Named object pointing entries:
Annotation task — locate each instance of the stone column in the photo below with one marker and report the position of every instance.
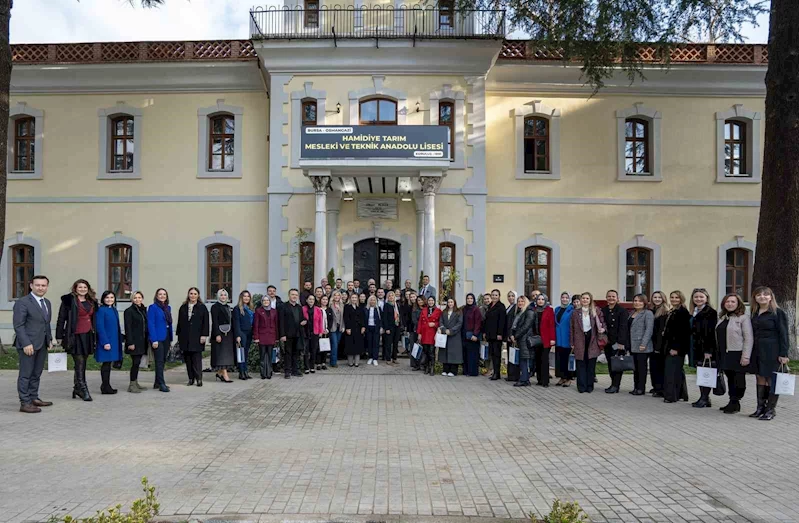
(321, 184)
(430, 185)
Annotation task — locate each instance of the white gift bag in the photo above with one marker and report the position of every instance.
(784, 383)
(324, 344)
(706, 377)
(56, 361)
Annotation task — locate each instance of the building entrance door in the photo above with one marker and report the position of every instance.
(376, 259)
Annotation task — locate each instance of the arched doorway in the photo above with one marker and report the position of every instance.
(377, 258)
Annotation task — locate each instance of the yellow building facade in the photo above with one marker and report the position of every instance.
(179, 164)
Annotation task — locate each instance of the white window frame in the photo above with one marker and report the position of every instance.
(202, 266)
(654, 117)
(737, 243)
(102, 259)
(6, 303)
(106, 116)
(754, 156)
(15, 112)
(204, 115)
(537, 108)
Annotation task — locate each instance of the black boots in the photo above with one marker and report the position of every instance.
(762, 396)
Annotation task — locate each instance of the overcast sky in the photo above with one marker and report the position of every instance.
(54, 21)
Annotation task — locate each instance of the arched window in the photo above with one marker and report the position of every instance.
(378, 111)
(120, 270)
(537, 270)
(24, 144)
(636, 147)
(737, 279)
(219, 267)
(446, 265)
(735, 153)
(22, 257)
(638, 272)
(222, 146)
(308, 112)
(536, 144)
(306, 254)
(446, 117)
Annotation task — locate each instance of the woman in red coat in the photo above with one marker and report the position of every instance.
(429, 321)
(546, 326)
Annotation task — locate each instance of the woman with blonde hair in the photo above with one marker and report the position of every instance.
(770, 352)
(586, 326)
(657, 360)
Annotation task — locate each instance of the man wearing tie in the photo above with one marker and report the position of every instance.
(427, 290)
(32, 315)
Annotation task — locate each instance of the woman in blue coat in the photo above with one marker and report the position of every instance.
(563, 314)
(109, 339)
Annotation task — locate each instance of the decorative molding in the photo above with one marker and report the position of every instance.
(102, 261)
(203, 116)
(638, 241)
(446, 94)
(554, 263)
(537, 108)
(297, 98)
(6, 303)
(104, 134)
(754, 157)
(737, 243)
(15, 112)
(653, 117)
(202, 267)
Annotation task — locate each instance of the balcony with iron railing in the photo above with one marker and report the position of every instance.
(313, 21)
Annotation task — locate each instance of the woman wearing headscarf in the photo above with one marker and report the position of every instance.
(563, 314)
(521, 330)
(472, 323)
(510, 315)
(546, 327)
(223, 346)
(265, 329)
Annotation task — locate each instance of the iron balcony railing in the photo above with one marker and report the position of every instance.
(380, 21)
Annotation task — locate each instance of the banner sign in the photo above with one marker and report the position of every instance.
(422, 142)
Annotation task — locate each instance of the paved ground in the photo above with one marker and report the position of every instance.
(386, 441)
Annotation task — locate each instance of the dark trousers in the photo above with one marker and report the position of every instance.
(586, 368)
(30, 373)
(541, 365)
(674, 386)
(373, 342)
(291, 356)
(639, 379)
(657, 369)
(134, 367)
(265, 352)
(194, 365)
(736, 384)
(390, 344)
(495, 351)
(160, 361)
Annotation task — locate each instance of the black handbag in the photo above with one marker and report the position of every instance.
(621, 363)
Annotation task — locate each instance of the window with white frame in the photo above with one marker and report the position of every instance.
(738, 149)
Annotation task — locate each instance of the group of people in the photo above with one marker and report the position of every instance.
(657, 335)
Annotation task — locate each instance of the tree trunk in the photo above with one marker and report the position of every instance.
(777, 257)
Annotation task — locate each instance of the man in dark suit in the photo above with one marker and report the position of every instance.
(33, 338)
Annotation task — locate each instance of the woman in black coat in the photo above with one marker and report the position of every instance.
(192, 332)
(770, 351)
(354, 327)
(703, 339)
(136, 340)
(223, 344)
(676, 341)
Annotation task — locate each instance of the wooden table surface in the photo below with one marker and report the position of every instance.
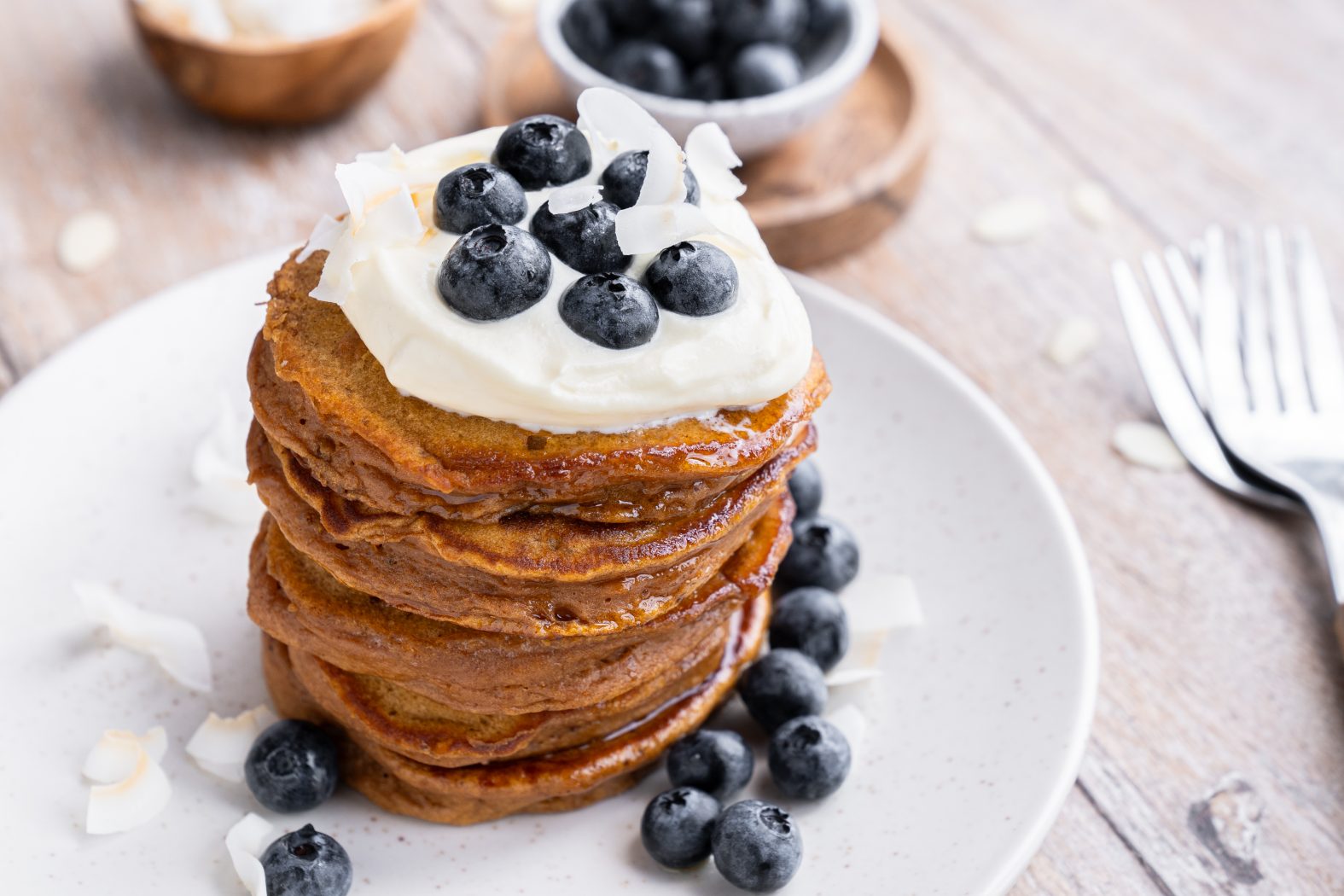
(1217, 762)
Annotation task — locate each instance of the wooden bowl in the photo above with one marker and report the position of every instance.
(277, 81)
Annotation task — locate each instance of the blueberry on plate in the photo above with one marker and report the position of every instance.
(743, 21)
(687, 27)
(495, 271)
(809, 758)
(292, 766)
(757, 847)
(585, 27)
(717, 762)
(762, 69)
(694, 278)
(811, 620)
(677, 826)
(544, 151)
(823, 554)
(584, 239)
(610, 309)
(647, 66)
(623, 179)
(806, 488)
(306, 863)
(781, 685)
(476, 195)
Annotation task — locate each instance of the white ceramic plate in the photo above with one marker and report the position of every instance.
(976, 725)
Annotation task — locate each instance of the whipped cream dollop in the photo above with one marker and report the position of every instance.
(531, 369)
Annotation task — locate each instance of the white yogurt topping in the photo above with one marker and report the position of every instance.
(532, 369)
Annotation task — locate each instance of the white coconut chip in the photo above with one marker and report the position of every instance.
(876, 605)
(219, 468)
(177, 645)
(86, 241)
(1091, 205)
(572, 199)
(245, 842)
(221, 744)
(1012, 220)
(135, 788)
(711, 160)
(1073, 341)
(117, 753)
(1147, 445)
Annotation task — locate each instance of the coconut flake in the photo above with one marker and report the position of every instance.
(1012, 220)
(1091, 205)
(713, 160)
(117, 753)
(221, 744)
(177, 645)
(1073, 341)
(86, 241)
(245, 842)
(219, 468)
(572, 199)
(1147, 445)
(136, 788)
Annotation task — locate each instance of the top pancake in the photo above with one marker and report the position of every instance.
(320, 393)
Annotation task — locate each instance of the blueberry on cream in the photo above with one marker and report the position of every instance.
(476, 195)
(544, 151)
(495, 271)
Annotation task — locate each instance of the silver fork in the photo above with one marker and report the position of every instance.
(1274, 375)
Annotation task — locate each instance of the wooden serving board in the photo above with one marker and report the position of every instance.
(827, 192)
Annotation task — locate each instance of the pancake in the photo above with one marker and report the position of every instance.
(320, 394)
(558, 781)
(527, 573)
(296, 601)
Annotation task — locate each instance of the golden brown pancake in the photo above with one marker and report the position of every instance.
(320, 394)
(296, 601)
(527, 573)
(562, 779)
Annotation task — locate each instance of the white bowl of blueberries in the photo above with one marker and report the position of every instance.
(761, 69)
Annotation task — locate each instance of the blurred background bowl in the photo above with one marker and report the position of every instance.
(754, 125)
(277, 81)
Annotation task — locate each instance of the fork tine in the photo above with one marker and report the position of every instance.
(1283, 315)
(1178, 327)
(1219, 331)
(1324, 364)
(1255, 352)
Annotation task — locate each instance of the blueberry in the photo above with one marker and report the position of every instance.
(694, 278)
(806, 488)
(544, 151)
(706, 82)
(292, 766)
(495, 271)
(584, 239)
(717, 762)
(610, 309)
(306, 863)
(811, 620)
(784, 684)
(809, 758)
(677, 826)
(823, 554)
(585, 27)
(476, 195)
(687, 27)
(757, 847)
(648, 66)
(764, 69)
(743, 21)
(623, 179)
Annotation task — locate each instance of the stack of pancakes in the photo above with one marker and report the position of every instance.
(499, 620)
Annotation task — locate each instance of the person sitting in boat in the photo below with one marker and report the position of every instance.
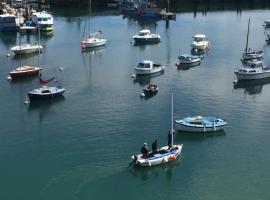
(169, 139)
(144, 150)
(154, 147)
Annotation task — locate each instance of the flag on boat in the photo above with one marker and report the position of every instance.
(42, 82)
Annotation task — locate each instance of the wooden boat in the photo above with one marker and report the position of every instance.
(163, 155)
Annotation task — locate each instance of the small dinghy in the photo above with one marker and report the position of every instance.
(148, 67)
(163, 155)
(145, 36)
(200, 124)
(150, 89)
(46, 92)
(188, 60)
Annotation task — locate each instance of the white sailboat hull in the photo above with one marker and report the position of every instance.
(158, 159)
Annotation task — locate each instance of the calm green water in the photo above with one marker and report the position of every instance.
(79, 147)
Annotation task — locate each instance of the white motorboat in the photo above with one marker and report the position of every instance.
(200, 124)
(92, 40)
(26, 49)
(145, 36)
(200, 42)
(266, 23)
(189, 60)
(252, 70)
(248, 54)
(148, 67)
(163, 155)
(43, 20)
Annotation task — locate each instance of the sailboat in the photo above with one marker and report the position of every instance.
(163, 155)
(248, 54)
(93, 39)
(25, 71)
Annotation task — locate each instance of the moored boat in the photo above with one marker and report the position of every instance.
(189, 60)
(145, 36)
(25, 71)
(148, 67)
(200, 42)
(200, 124)
(252, 70)
(26, 49)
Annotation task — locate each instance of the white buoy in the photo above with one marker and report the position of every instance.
(8, 78)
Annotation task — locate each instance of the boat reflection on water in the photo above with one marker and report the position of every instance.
(144, 173)
(145, 79)
(252, 86)
(44, 108)
(193, 136)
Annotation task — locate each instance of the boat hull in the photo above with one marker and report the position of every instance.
(148, 71)
(201, 129)
(159, 159)
(47, 96)
(254, 76)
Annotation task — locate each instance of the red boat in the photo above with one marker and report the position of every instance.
(25, 71)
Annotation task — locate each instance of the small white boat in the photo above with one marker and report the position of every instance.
(252, 70)
(145, 36)
(189, 60)
(163, 155)
(148, 67)
(46, 92)
(267, 23)
(200, 42)
(200, 124)
(26, 49)
(94, 40)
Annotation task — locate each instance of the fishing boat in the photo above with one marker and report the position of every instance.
(163, 155)
(248, 54)
(25, 71)
(252, 70)
(151, 89)
(148, 67)
(200, 42)
(92, 40)
(145, 36)
(200, 124)
(26, 49)
(189, 60)
(46, 92)
(43, 20)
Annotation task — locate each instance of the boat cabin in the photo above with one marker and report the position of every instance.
(199, 38)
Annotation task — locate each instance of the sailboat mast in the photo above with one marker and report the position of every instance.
(247, 35)
(172, 119)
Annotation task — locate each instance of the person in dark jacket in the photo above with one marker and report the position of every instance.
(144, 150)
(169, 139)
(154, 147)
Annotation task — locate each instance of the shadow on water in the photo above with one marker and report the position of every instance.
(193, 136)
(252, 87)
(144, 173)
(146, 79)
(45, 107)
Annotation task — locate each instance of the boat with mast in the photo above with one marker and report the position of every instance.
(248, 54)
(26, 71)
(163, 155)
(92, 39)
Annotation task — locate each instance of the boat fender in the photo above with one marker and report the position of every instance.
(172, 157)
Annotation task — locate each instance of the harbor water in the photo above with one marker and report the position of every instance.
(79, 147)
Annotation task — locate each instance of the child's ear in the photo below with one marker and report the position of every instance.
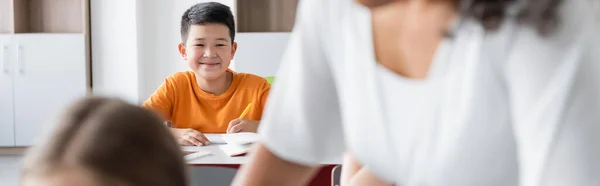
(182, 51)
(233, 49)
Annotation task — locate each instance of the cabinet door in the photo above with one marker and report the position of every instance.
(7, 124)
(50, 75)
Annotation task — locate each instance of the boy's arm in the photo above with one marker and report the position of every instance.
(162, 100)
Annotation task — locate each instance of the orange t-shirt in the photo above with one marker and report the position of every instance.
(180, 100)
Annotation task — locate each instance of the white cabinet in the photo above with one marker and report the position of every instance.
(46, 73)
(7, 127)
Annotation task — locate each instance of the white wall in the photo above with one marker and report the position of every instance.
(114, 48)
(260, 53)
(134, 46)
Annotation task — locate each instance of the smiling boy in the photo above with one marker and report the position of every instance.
(211, 97)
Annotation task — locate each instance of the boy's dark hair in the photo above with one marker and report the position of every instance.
(203, 13)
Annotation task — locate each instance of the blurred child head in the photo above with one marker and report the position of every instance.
(207, 39)
(101, 142)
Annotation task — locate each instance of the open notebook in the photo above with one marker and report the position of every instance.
(236, 144)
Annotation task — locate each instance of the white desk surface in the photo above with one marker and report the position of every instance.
(217, 156)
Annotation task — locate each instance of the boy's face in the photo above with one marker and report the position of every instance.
(208, 50)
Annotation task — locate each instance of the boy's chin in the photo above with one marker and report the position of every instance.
(209, 75)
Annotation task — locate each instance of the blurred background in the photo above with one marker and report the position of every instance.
(55, 51)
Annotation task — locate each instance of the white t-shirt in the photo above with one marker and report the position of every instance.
(497, 108)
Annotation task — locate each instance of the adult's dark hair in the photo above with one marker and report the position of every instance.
(540, 14)
(204, 13)
(118, 143)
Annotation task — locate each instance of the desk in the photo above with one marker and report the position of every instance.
(218, 158)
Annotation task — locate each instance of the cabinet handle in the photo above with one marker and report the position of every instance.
(21, 63)
(5, 59)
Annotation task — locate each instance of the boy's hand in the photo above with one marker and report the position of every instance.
(242, 125)
(189, 137)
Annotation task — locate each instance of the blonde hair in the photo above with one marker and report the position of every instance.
(113, 140)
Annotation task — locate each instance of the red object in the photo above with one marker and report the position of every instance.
(323, 178)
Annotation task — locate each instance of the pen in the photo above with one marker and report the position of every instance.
(246, 111)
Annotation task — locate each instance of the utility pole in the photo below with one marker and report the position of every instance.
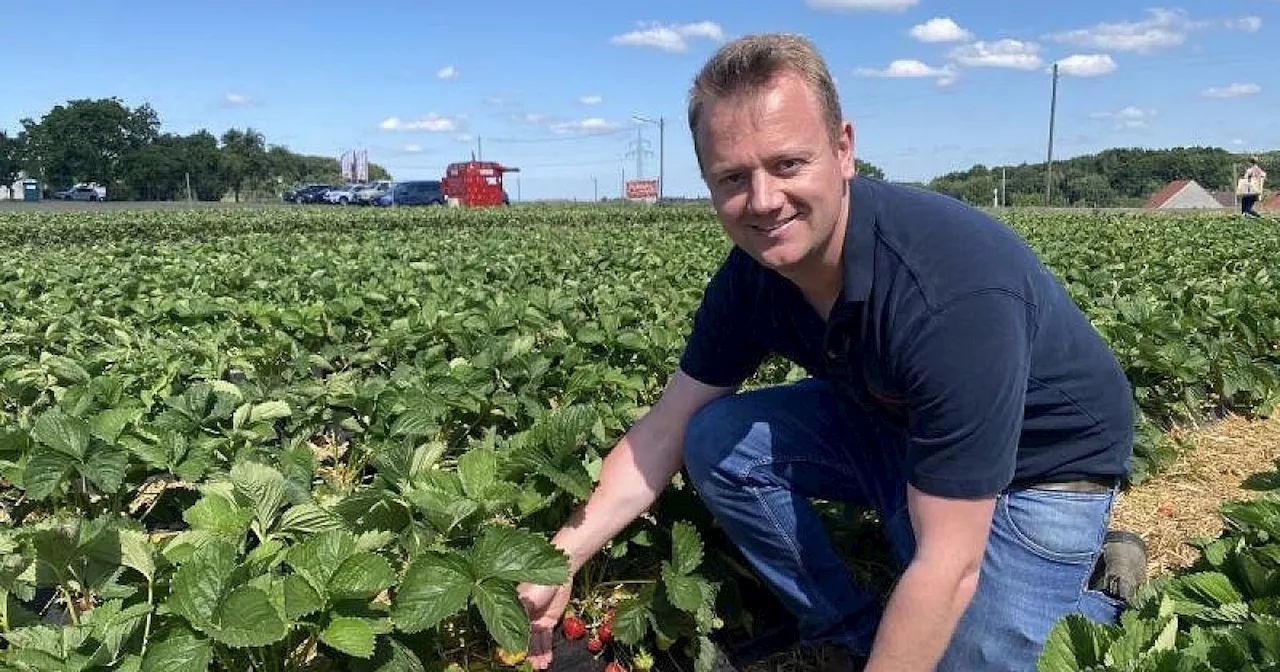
(1004, 186)
(1048, 168)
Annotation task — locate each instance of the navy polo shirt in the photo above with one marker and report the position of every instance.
(949, 328)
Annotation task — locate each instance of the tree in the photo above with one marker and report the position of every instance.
(86, 141)
(10, 161)
(864, 168)
(245, 159)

▸ REQUIRED TASK:
Update the stretch from the line containing "Annotation task — locate each instance of the utility" through the end of the records by replacing "navy polo shirt" with "dark blue polo shirt", leaving everything else unchanged, and leave the pictures out of your answer.

▸ EXERCISE RESPONSE:
Annotation task — locate each instance of the utility pole in the photo below with one marker and report the position of every instance.
(1004, 186)
(1048, 168)
Annotation task — locate each instance of the dark blue polo shirt in the photo above with one marker and report the position of every instance.
(949, 328)
Annotation task — locate each instance of the tree in the photo above with one marker and report the position of every instance.
(86, 141)
(10, 161)
(864, 168)
(245, 159)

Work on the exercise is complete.